§ **Problem**
Output every line of the material exactly, omitting images.

§ **The input**
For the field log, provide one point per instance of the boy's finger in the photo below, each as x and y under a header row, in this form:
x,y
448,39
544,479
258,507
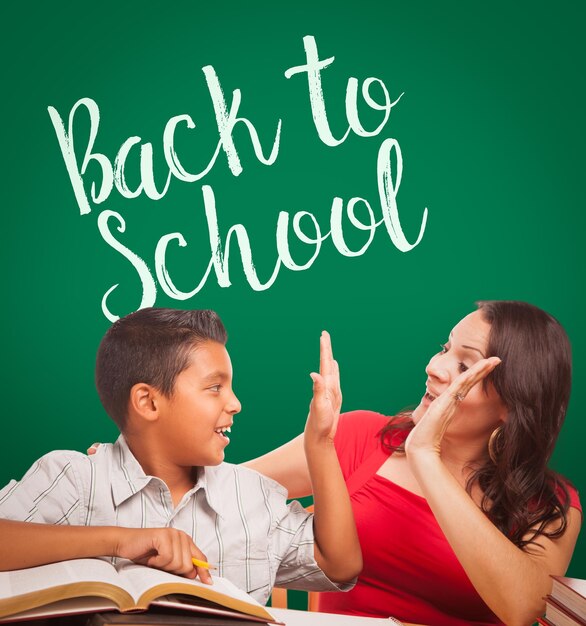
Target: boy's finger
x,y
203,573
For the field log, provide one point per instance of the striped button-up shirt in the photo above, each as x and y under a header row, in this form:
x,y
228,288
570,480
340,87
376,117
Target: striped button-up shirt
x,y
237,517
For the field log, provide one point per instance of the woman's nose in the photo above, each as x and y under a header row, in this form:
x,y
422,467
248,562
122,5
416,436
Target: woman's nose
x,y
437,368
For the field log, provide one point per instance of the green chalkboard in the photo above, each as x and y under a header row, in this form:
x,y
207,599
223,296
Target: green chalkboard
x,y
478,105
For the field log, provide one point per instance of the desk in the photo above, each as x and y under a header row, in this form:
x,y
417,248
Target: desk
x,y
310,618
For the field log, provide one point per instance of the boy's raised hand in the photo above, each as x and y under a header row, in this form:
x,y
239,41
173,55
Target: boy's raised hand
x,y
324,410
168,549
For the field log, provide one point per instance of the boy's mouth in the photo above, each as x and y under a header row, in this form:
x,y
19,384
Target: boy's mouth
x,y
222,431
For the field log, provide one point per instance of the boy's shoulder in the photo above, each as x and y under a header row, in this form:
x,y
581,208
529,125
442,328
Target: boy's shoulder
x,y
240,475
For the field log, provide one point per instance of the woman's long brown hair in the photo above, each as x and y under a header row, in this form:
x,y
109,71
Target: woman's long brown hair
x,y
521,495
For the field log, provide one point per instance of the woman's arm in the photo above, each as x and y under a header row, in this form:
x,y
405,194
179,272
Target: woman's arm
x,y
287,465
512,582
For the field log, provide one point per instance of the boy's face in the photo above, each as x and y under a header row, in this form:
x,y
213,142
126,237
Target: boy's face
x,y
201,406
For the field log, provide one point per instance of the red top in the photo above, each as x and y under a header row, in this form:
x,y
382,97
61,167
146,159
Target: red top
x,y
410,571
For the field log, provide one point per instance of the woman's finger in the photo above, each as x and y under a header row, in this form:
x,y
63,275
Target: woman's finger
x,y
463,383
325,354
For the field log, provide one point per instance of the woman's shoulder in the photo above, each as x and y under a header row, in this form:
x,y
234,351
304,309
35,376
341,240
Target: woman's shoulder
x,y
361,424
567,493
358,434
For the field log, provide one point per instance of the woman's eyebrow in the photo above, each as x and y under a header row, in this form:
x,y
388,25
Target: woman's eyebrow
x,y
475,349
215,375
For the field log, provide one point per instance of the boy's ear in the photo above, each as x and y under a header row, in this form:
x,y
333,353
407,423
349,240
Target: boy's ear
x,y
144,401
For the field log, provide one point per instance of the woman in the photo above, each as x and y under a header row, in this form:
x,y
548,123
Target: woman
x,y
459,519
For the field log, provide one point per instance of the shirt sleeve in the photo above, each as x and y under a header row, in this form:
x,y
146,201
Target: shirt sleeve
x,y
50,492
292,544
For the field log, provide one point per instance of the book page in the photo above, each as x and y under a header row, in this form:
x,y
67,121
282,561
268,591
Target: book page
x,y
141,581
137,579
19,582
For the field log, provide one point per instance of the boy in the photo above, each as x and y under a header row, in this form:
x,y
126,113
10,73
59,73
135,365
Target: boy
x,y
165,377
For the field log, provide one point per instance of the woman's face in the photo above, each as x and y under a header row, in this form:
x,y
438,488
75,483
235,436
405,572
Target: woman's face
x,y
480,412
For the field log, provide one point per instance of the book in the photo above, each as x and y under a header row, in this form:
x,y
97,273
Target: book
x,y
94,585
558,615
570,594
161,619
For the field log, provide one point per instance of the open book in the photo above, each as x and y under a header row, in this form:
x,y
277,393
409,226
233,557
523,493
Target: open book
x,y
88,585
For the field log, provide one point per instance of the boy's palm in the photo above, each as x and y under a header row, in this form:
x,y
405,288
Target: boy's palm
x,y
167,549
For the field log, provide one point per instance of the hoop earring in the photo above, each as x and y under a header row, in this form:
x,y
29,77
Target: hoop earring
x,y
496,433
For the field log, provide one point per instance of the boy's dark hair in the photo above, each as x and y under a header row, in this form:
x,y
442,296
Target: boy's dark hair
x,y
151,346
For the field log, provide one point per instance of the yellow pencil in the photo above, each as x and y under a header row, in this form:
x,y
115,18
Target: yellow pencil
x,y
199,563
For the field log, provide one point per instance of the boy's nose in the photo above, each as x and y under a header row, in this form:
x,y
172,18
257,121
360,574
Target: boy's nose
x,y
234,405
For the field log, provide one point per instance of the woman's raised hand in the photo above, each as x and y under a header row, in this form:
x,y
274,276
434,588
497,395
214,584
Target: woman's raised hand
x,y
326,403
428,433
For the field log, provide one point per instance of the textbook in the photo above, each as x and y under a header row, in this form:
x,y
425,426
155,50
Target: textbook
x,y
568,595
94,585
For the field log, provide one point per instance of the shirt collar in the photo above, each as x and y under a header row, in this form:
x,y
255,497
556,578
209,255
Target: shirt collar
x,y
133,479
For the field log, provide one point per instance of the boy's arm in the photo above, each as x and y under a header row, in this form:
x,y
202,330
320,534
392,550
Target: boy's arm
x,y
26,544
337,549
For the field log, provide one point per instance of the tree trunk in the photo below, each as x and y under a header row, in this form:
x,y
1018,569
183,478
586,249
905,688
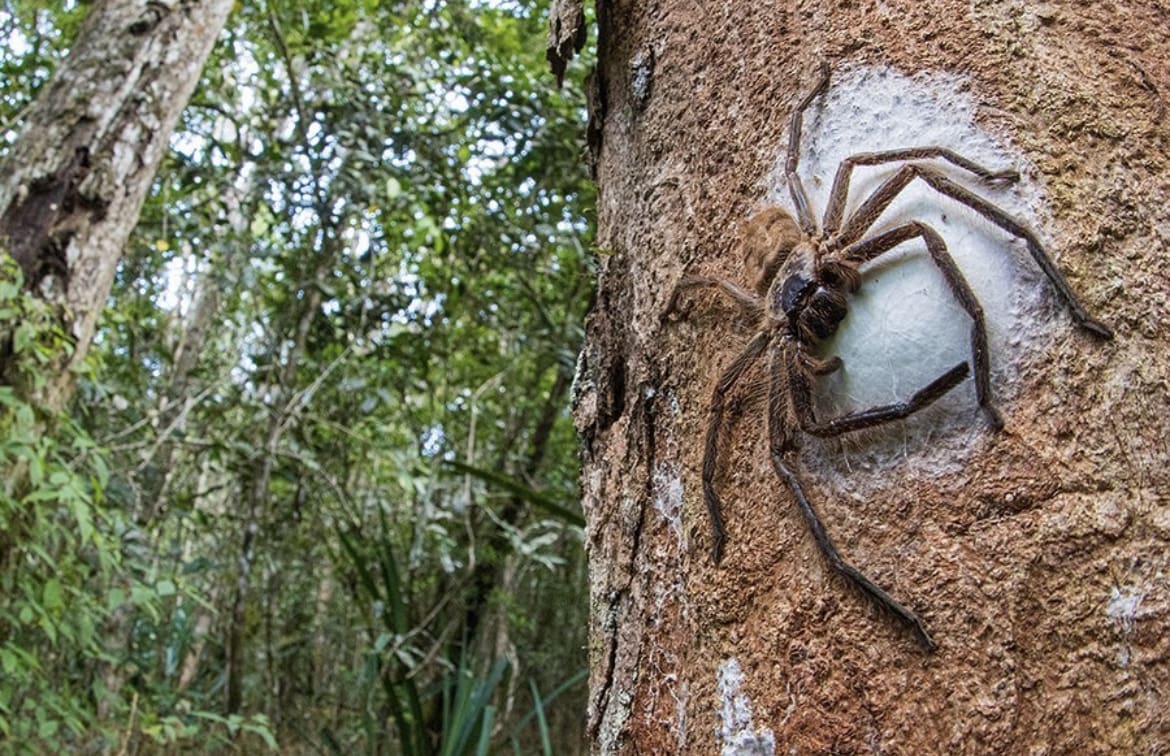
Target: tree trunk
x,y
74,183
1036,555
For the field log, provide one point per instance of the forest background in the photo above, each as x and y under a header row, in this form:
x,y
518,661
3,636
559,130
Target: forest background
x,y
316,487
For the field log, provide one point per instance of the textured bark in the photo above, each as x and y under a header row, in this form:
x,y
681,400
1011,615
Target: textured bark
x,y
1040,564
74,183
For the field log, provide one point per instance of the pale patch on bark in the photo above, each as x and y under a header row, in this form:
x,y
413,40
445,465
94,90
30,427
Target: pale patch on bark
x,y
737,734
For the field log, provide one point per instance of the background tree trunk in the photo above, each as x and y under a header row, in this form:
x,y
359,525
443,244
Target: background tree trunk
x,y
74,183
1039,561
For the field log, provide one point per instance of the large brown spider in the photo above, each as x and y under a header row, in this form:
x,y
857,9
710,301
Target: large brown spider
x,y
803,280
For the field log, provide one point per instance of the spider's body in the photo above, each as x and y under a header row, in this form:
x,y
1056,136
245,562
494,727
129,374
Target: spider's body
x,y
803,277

§ **Result**
For the field log, provide one point per instance of the boy's finger in the photo below, each as x and y under a header row, in this form:
x,y
448,39
544,479
258,507
Target: boy's finger
x,y
203,573
For the field log, provide one point per instance of the striped button-up shirt in the photo above, each as x and y under a header row, in this form:
x,y
228,288
570,480
340,87
376,117
Target: striped button-up shirt
x,y
237,517
For the field log, provide one point per instance of the woman's nose in the photo above, each as x and y under a header row, in this form:
x,y
422,467
248,562
122,5
416,436
Target: woman's nose
x,y
437,368
For the field log, provide one point per instance of the green chalkboard in the photo above, each as x and y under a header row, in this form:
x,y
207,599
223,296
Target: green chalkboard
x,y
478,105
For the field log, provide one point per instance of the desk in the photo above, each as x and y under a header row, in this form:
x,y
417,248
Target: desk
x,y
310,618
For the field log, provide one point per instance of the boy's raised hand in the photo above, each as x and y under a header row, in this form:
x,y
239,41
173,55
Target: boy's raised hand
x,y
324,410
168,549
For the field log, provide one point per instance of the boy's mouth in the photo above, each as x and y under a header row, in this form:
x,y
19,384
Target: boy's mouth
x,y
222,431
For the field log, provide one point per instance of the boy's shoulder in the photo above, each as x and y under a header row, in this form:
x,y
581,208
529,125
442,328
Target: boy's shoulder
x,y
240,475
For the field log, provide one point per instance of the woman's long brown hair in the photo above, each as x and y under a header row, in this form:
x,y
109,71
Target: woman's long brown hair
x,y
521,495
For the field log, provide one point per instance of the woman's arm in the photo above, each as x and y under a header row, in this form:
x,y
405,194
179,272
Target: woman's arm
x,y
287,465
512,582
For the field log, provide one point per instance of the boy's face in the photo above, each as x and y under a header row, in this form:
x,y
213,142
126,237
Target: boy's face
x,y
201,406
For the field log, provide one point per instance of the red top in the photo above, each as x and y under a header row, in this form:
x,y
382,97
61,167
146,159
Target: red top
x,y
410,571
For the field log, provide one point per instance of the woman's finger in the photo above, each as x and y under a header row, in this form:
x,y
63,275
Target: woman's finger
x,y
463,383
325,354
For the field log, provide one point per instance of the woman's shoulder in the photo above, each as x and y under a header row, in this form:
x,y
234,351
304,309
35,376
341,240
Target: woman's shoulder
x,y
361,424
567,493
358,434
For the field log, provide one point per instance of the woman's eyebrow in the photo above, each as x and y under a header row, in this form:
x,y
388,25
Target: woman's eyebrow
x,y
475,349
215,375
For the field log, provide one point per instance of the boy's ear in the photo above, each as x and y under a header row, in this form:
x,y
333,353
407,423
349,240
Target: boy's ear
x,y
144,401
For the field log, provide one point per instance of the woman in the photo above, each as x and y under a header row, in this form:
x,y
548,123
Target: woman
x,y
459,519
For the field log, provide one point per instance of the shirt sleeve in the photo above, each as x and y under a header row, in this form:
x,y
146,201
Target: shirt sleeve
x,y
50,492
292,544
For the field log, provide one point per instance of the book page in the photo above, each as x and y under a header row, in this form:
x,y
67,121
282,561
268,591
Target: book page
x,y
141,581
137,579
19,582
For the field log, provide one point per instance of the boy in the photo above, each as x and y under a header row, in this form:
x,y
126,113
10,73
59,73
135,365
Target: boy
x,y
165,377
For the field log, provide one point per instance of the woman's face in the photo above, each as x and y under a header row, in this form:
x,y
438,488
75,483
235,436
405,572
Target: woman's face
x,y
480,412
For the field log, provide one point per instance of the book in the photo above, each as x and y under a header row, in this form:
x,y
97,273
Target: book
x,y
94,585
558,615
570,594
161,619
For the field log, provide one point per instance of the open book in the photo above, each as x and y under a header row, in this form:
x,y
277,393
409,226
233,557
523,493
Target: open book
x,y
88,585
For the field log, provide one point per instance of the boy's palm in the photo above, each as x and y under a header row, in this form:
x,y
405,288
Target: boy's palm
x,y
167,549
For the field log, provide one point per instance of the hoop earring in the photo above, each as x and y under a header row, in this form:
x,y
29,77
Target: hoop earring
x,y
496,433
For the field log, provide one point per instance of the boy's dark hair in the photo above, each as x and y under a header row, in this form:
x,y
442,296
Target: boy's dark hair
x,y
151,346
For the field log, provide one point per instance of the yellow pencil in the photo above, each as x and y under a header row, in this form:
x,y
115,18
Target: yellow pencil
x,y
199,563
For the field log, provide one point per instance of the boy's nose in the photo above, each as x and y under a header row, in this form:
x,y
172,18
257,121
360,574
Target: boy's nose
x,y
234,405
For the field log, provide one point per instance of the woman's raised hand in the photo above, each as x and y under a header row, in this form:
x,y
274,276
434,588
497,395
214,584
Target: woman's raised hand
x,y
326,403
428,433
For the field log, provide one point per instance of the textbook in the photo above, each as x and y under a header row, in this form:
x,y
425,426
155,50
Target: textbook
x,y
568,595
94,585
For the field log, provide one point per instance of the shirt collar in the photo above, each as x and y under a header row, in this form:
x,y
255,497
556,578
209,255
Target: shirt collar
x,y
133,479
For the field log, provide one point per instance of the boy's arm in the photo above, each as x and y under a header row, in this form:
x,y
202,330
320,534
392,550
Target: boy's arm
x,y
26,544
337,549
For the field log, provide one point per instance of the tree trunk in the photo below, each as x and y under a header row, in this form:
x,y
1018,569
183,478
586,249
905,688
Target: tree trunk
x,y
74,183
1036,555
For the field log, provide one point per instance of the forest background in the photo above, each as x and y under a header row, in this form:
x,y
518,661
3,636
559,130
Target: forest background
x,y
316,487
For the field log, provide one point per instance of the textured bark in the photo above, each as x and y under a header row, in this form:
x,y
681,400
1011,615
Target: textured bark
x,y
1040,564
74,183
For the field log, provide one point per instance of the pale patch on bark in the photo above, each as x and y under a header row, in this form:
x,y
413,40
445,465
94,90
30,427
Target: pale patch on bark
x,y
737,734
For the field log, provide one point per instance of the background tree trunk in the photo above, each as x and y under a header row, in this form:
x,y
359,525
443,244
Target: background tree trunk
x,y
74,183
1039,561
For the field log, provide one point per instance of the large brown spider in the photo above, each as x and y under a header row, in this form:
x,y
857,9
710,301
Target: large brown spider
x,y
803,280
For the field log, provide one point per instance of the spider's body in the photo above, each as x and y under a header row, in this form:
x,y
1056,136
245,562
494,727
129,374
Target: spider's body
x,y
803,277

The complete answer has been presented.